■ **Task prompt**:
Starting at the line that contains "# draw the outline of every instance of the window" and ending at the line that contains "M 62 339 L 77", rewrite the material below as a Markdown table with the columns Row and Text, giving each row a number and skipping blank lines. Leave the pictures out of the answer.

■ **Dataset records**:
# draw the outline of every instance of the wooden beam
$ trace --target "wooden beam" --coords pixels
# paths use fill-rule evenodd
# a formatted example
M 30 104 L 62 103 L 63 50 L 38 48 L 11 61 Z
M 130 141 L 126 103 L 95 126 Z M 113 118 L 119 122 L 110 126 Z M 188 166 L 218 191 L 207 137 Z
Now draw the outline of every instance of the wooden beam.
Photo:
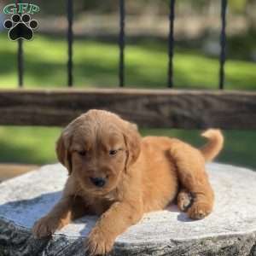
M 0 125 L 66 125 L 90 108 L 141 127 L 256 129 L 256 92 L 173 90 L 0 90 Z

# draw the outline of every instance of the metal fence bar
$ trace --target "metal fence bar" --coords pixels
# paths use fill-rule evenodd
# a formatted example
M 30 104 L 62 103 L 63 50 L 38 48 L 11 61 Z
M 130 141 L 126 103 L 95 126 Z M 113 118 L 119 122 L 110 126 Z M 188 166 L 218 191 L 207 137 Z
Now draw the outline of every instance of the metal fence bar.
M 18 64 L 18 86 L 23 87 L 24 61 L 23 61 L 22 39 L 18 39 L 17 64 Z
M 73 84 L 73 0 L 67 0 L 67 86 L 72 87 Z
M 168 37 L 168 81 L 169 88 L 173 87 L 173 46 L 174 46 L 174 17 L 175 17 L 175 0 L 170 0 L 169 15 L 169 37 Z
M 228 0 L 221 0 L 221 32 L 220 32 L 220 55 L 219 55 L 219 82 L 218 88 L 224 87 L 224 64 L 226 60 L 226 11 Z
M 16 0 L 16 3 L 22 3 L 22 0 Z M 18 8 L 18 6 L 17 6 Z M 17 49 L 17 68 L 18 68 L 18 87 L 23 87 L 24 59 L 23 59 L 23 41 L 18 39 Z
M 119 0 L 119 87 L 125 86 L 125 0 Z

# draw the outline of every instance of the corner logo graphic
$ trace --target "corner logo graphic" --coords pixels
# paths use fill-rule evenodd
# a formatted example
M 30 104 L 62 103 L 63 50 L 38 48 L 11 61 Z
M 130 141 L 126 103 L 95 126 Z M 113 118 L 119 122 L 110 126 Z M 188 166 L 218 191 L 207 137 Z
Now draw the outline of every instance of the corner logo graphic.
M 39 7 L 29 3 L 11 3 L 3 9 L 5 15 L 12 15 L 10 20 L 6 20 L 3 26 L 9 29 L 9 38 L 12 41 L 17 39 L 32 40 L 33 31 L 38 28 L 38 22 L 31 15 L 38 13 Z

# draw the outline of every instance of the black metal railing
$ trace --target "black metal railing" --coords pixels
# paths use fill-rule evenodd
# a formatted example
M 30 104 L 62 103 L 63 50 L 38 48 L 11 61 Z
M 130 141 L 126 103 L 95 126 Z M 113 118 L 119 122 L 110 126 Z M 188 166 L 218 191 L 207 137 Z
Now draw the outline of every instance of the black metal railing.
M 22 0 L 16 0 L 21 3 Z M 224 87 L 224 65 L 226 60 L 226 10 L 227 0 L 221 0 L 221 32 L 220 32 L 220 54 L 219 54 L 219 79 L 218 88 Z M 125 0 L 119 0 L 119 86 L 125 85 Z M 67 86 L 73 85 L 73 1 L 67 0 Z M 174 19 L 175 18 L 175 0 L 170 0 L 170 15 L 169 15 L 169 35 L 168 35 L 168 67 L 167 67 L 167 87 L 173 88 L 173 55 L 174 55 Z M 23 60 L 23 44 L 22 40 L 18 40 L 18 85 L 23 86 L 24 75 L 24 60 Z

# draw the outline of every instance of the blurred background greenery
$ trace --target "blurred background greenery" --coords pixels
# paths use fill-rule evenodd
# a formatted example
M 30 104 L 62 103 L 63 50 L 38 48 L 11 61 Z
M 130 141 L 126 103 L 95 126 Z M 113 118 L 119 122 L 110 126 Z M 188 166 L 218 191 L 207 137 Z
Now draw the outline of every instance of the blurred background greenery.
M 67 19 L 65 1 L 35 0 L 41 8 L 39 29 L 24 43 L 26 88 L 67 86 Z M 74 1 L 73 62 L 75 87 L 118 84 L 118 3 Z M 167 73 L 168 1 L 127 0 L 125 84 L 165 88 Z M 0 3 L 0 8 L 9 3 Z M 174 85 L 178 89 L 218 89 L 220 1 L 177 3 Z M 256 90 L 255 0 L 229 1 L 225 90 Z M 6 17 L 2 15 L 0 20 Z M 0 23 L 3 23 L 0 21 Z M 1 25 L 0 25 L 1 26 Z M 17 44 L 0 29 L 0 90 L 17 87 Z M 43 165 L 56 161 L 54 149 L 61 129 L 0 127 L 0 162 Z M 195 146 L 199 131 L 143 130 L 180 137 Z M 255 131 L 224 131 L 219 161 L 256 170 Z

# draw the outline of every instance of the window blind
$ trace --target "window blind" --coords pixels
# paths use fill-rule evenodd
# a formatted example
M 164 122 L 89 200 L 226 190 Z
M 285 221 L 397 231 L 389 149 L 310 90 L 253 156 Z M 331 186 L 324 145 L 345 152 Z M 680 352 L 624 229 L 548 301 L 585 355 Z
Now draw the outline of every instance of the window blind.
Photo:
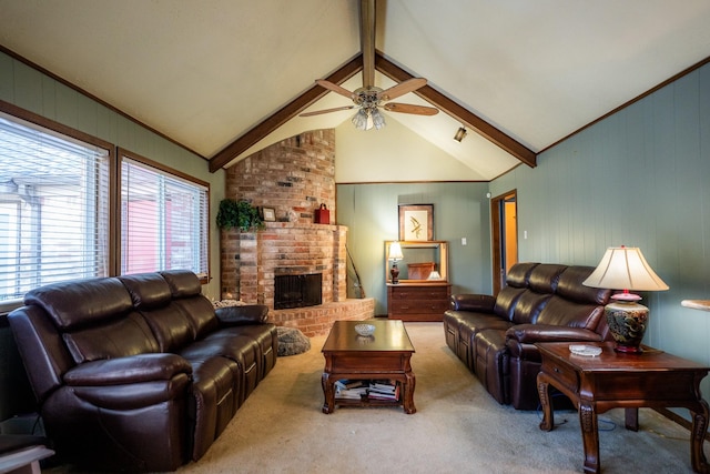
M 109 151 L 0 114 L 0 302 L 109 273 Z
M 121 273 L 207 276 L 209 189 L 121 157 Z

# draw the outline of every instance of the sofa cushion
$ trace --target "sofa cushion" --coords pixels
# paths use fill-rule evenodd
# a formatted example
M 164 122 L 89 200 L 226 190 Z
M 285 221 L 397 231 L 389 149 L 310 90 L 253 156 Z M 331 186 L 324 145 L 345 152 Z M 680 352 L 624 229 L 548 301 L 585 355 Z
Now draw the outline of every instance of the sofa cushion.
M 527 288 L 528 280 L 530 278 L 530 272 L 537 266 L 539 263 L 535 262 L 525 262 L 525 263 L 516 263 L 510 268 L 508 274 L 506 275 L 506 284 L 508 286 L 515 288 Z
M 168 282 L 158 273 L 136 273 L 121 275 L 118 279 L 131 294 L 133 306 L 138 310 L 162 307 L 170 303 L 172 294 Z
M 607 304 L 611 290 L 585 286 L 582 282 L 589 278 L 594 266 L 569 266 L 559 276 L 556 293 L 579 303 Z
M 194 340 L 190 320 L 173 303 L 170 286 L 159 273 L 122 275 L 119 280 L 145 317 L 162 352 L 174 352 Z
M 524 288 L 515 286 L 505 286 L 501 289 L 493 307 L 494 314 L 506 321 L 513 321 L 515 306 L 518 303 L 518 299 L 523 293 L 525 293 L 525 291 L 526 289 Z
M 121 319 L 133 310 L 130 294 L 112 278 L 37 288 L 24 295 L 24 304 L 42 307 L 62 330 Z
M 594 331 L 601 317 L 604 317 L 604 306 L 601 305 L 575 303 L 555 295 L 545 305 L 538 317 L 531 322 Z
M 515 324 L 534 323 L 550 297 L 552 297 L 550 293 L 536 293 L 526 290 L 515 305 L 513 322 Z
M 173 302 L 190 321 L 193 339 L 202 339 L 217 327 L 214 305 L 202 295 L 197 275 L 186 270 L 166 270 L 160 274 L 170 288 Z
M 530 272 L 528 288 L 536 293 L 555 293 L 559 276 L 567 269 L 566 265 L 540 263 Z
M 62 339 L 77 364 L 159 351 L 151 329 L 135 312 L 94 327 L 65 332 Z

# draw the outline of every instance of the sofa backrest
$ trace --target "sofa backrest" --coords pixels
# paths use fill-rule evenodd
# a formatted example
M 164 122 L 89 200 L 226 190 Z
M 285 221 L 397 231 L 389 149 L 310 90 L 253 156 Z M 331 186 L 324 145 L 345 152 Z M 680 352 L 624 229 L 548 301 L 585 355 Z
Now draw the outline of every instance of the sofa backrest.
M 500 289 L 496 296 L 496 304 L 494 305 L 494 313 L 498 316 L 513 321 L 514 310 L 520 295 L 528 288 L 530 279 L 530 272 L 538 265 L 538 263 L 525 262 L 516 263 L 510 268 L 506 275 L 506 286 Z
M 168 282 L 173 303 L 190 321 L 194 339 L 204 337 L 220 325 L 214 305 L 202 294 L 197 275 L 189 270 L 168 270 L 160 274 Z
M 555 295 L 534 322 L 584 327 L 605 335 L 604 306 L 611 290 L 582 284 L 594 270 L 592 266 L 568 266 L 559 276 Z
M 24 304 L 44 311 L 77 364 L 158 351 L 150 327 L 116 279 L 41 286 L 26 294 Z
M 514 323 L 526 324 L 537 320 L 557 290 L 559 275 L 565 269 L 565 265 L 540 263 L 531 270 L 528 288 L 520 294 L 513 311 Z
M 174 352 L 194 341 L 194 331 L 185 313 L 173 303 L 170 285 L 160 273 L 118 276 L 135 310 L 143 315 L 161 352 Z

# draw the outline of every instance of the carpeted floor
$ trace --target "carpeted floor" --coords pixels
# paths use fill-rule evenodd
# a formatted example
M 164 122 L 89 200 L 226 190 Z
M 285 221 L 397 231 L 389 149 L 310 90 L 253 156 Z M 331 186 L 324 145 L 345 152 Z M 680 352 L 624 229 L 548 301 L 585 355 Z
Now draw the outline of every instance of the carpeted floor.
M 582 472 L 576 412 L 557 412 L 556 428 L 542 432 L 539 413 L 488 395 L 446 346 L 442 323 L 406 327 L 416 349 L 416 414 L 400 407 L 323 414 L 325 336 L 313 337 L 307 352 L 280 357 L 210 451 L 178 473 Z M 623 428 L 621 410 L 599 420 L 605 474 L 692 472 L 689 432 L 658 413 L 642 409 L 638 433 Z
M 440 323 L 406 323 L 416 349 L 417 413 L 399 407 L 321 412 L 321 349 L 280 357 L 207 454 L 180 474 L 207 473 L 576 473 L 582 446 L 576 412 L 540 414 L 501 406 L 444 342 Z M 608 422 L 606 422 L 608 421 Z M 600 416 L 604 473 L 686 473 L 689 432 L 650 410 L 641 430 L 623 428 L 623 412 Z

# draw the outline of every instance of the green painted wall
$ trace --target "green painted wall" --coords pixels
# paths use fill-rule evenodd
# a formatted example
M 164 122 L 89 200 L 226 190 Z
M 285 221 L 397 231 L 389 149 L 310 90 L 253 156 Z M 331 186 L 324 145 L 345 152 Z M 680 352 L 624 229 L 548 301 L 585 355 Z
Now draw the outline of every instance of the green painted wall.
M 210 209 L 217 209 L 224 199 L 223 171 L 210 173 L 202 158 L 1 52 L 0 99 L 209 182 Z M 220 234 L 214 224 L 210 249 L 212 281 L 203 292 L 219 299 Z M 18 362 L 7 320 L 0 317 L 0 421 L 33 410 L 24 371 Z
M 596 265 L 641 248 L 670 286 L 643 295 L 645 342 L 710 365 L 710 65 L 683 77 L 490 184 L 518 190 L 521 261 Z M 702 384 L 710 394 L 710 381 Z
M 398 239 L 399 204 L 434 204 L 434 239 L 449 242 L 456 293 L 490 293 L 488 183 L 337 184 L 336 219 L 375 314 L 387 314 L 385 241 Z M 462 245 L 462 238 L 467 244 Z

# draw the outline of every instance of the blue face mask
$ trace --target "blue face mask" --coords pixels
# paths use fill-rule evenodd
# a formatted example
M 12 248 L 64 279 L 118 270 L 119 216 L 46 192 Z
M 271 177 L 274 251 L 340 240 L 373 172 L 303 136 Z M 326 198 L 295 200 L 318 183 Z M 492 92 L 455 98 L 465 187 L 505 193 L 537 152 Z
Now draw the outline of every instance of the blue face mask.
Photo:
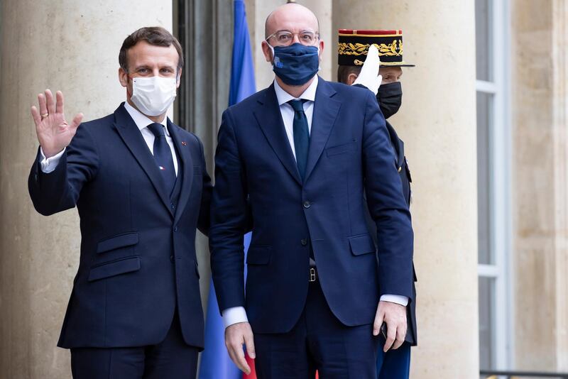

■ **Response**:
| Row | Text |
|---|---|
| 1 | # draw the outline of every instance of the window blind |
| 2 | $ trace --target "window blind" --coords pixels |
| 3 | # paths use fill-rule evenodd |
| 4 | # a formatted example |
| 5 | M 164 122 L 89 200 L 226 190 Z |
| 6 | M 285 221 L 397 231 L 389 149 L 310 90 L 253 156 Z M 331 186 L 324 145 L 345 152 Z M 680 352 L 624 229 L 548 301 L 585 355 Z |
| 7 | Now draw the outline of every instance of the window blind. |
| 8 | Photo: |
| 9 | M 109 151 L 0 114 L 0 302 L 109 273 Z |
| 10 | M 121 273 L 207 276 L 209 189 L 121 157 Z |
| 11 | # draw the outline of every instance of the sofa cushion |
| 12 | $ trace --target "sofa cushion" --coords pixels |
| 13 | # paths use fill-rule evenodd |
| 14 | # a formatted example |
| 15 | M 164 122 L 89 200 L 226 190 Z |
| 16 | M 285 221 L 397 231 L 389 149 L 310 90 L 253 156 Z M 331 186 L 324 145 L 345 152 Z M 680 352 L 624 229 L 548 301 L 585 355 Z |
| 17 | Now draw the outline of every instance of the sofa cushion. |
| 18 | M 527 288 L 528 280 L 530 278 L 530 272 L 537 266 L 539 263 L 535 262 L 525 262 L 525 263 L 516 263 L 510 268 L 508 274 L 506 275 L 506 284 L 508 286 L 515 288 Z |
| 19 | M 168 282 L 158 273 L 136 273 L 121 275 L 118 279 L 131 294 L 133 306 L 138 310 L 162 307 L 170 303 L 172 294 Z |
| 20 | M 607 304 L 611 290 L 585 286 L 582 282 L 589 278 L 594 266 L 569 266 L 559 276 L 556 293 L 579 303 Z |
| 21 | M 194 340 L 190 320 L 173 303 L 170 286 L 159 273 L 122 275 L 119 280 L 145 317 L 162 352 L 174 352 Z |
| 22 | M 524 288 L 515 286 L 505 286 L 501 289 L 493 307 L 494 314 L 506 321 L 513 321 L 515 306 L 518 303 L 518 299 L 523 293 L 525 293 L 525 291 L 526 289 Z |
| 23 | M 121 319 L 133 310 L 130 294 L 112 278 L 37 288 L 24 295 L 24 304 L 42 307 L 62 330 Z |
| 24 | M 594 331 L 601 317 L 604 317 L 604 306 L 601 305 L 575 303 L 555 295 L 545 305 L 538 317 L 531 322 Z |
| 25 | M 515 324 L 534 323 L 550 297 L 552 297 L 550 293 L 536 293 L 526 290 L 515 305 L 513 322 Z |
| 26 | M 173 302 L 190 321 L 193 339 L 202 339 L 217 327 L 214 305 L 202 295 L 197 275 L 186 270 L 166 270 L 160 274 L 170 288 Z |
| 27 | M 530 272 L 528 288 L 536 293 L 555 293 L 559 276 L 567 269 L 566 265 L 540 263 Z |
| 28 | M 62 339 L 77 364 L 159 351 L 151 329 L 135 312 L 94 327 L 65 332 Z |